Work item -
Only lines containing the string "dark" belong in the answer; copy all of them from the entries.

Given entries -
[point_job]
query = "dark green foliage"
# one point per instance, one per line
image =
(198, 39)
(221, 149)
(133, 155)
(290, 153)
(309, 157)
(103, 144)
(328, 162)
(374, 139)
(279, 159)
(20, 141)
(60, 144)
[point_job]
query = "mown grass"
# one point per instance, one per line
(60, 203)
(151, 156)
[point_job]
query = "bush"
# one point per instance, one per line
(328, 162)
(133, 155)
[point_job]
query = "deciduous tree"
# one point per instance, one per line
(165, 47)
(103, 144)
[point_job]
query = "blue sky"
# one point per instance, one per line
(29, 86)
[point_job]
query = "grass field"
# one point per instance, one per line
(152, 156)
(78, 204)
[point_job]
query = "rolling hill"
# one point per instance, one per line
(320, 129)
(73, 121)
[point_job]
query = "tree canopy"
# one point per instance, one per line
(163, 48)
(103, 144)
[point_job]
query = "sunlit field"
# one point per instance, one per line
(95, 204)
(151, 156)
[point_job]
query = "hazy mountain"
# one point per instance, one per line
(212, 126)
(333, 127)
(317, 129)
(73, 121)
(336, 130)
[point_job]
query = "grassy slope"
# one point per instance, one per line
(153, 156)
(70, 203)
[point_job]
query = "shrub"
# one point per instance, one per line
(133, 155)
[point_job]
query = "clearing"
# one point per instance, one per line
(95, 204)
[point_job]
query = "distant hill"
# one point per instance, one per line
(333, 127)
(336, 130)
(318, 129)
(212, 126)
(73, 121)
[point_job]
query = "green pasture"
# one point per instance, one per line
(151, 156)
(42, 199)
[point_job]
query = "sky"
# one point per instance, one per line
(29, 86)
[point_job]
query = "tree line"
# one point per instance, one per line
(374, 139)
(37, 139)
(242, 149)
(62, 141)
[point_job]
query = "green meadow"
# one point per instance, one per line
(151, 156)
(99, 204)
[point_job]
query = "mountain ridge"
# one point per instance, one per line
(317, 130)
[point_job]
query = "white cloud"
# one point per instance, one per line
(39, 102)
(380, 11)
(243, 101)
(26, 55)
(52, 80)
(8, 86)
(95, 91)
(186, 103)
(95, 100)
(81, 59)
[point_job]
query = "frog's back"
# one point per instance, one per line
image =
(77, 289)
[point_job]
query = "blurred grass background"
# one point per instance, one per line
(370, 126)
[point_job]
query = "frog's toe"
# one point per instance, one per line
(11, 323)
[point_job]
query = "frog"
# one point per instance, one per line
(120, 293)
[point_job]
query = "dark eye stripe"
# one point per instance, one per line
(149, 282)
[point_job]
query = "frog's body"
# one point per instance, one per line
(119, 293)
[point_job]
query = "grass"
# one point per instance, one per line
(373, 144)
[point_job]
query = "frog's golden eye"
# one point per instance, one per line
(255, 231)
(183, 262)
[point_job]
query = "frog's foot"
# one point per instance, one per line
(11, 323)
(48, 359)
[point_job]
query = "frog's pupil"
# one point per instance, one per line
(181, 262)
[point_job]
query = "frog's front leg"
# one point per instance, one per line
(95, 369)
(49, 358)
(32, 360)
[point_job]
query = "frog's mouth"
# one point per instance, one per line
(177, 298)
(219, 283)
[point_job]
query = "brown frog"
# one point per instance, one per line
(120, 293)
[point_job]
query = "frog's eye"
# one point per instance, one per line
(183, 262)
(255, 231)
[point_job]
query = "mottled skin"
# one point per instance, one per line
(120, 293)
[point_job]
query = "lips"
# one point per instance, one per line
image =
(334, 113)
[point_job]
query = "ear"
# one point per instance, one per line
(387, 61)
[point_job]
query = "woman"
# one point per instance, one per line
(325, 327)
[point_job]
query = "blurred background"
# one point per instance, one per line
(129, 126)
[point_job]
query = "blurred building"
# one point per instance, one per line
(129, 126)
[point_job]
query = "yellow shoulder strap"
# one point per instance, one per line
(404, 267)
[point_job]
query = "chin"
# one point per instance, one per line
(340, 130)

Written reply -
query = "dark green foliage"
query = "dark eye stripe"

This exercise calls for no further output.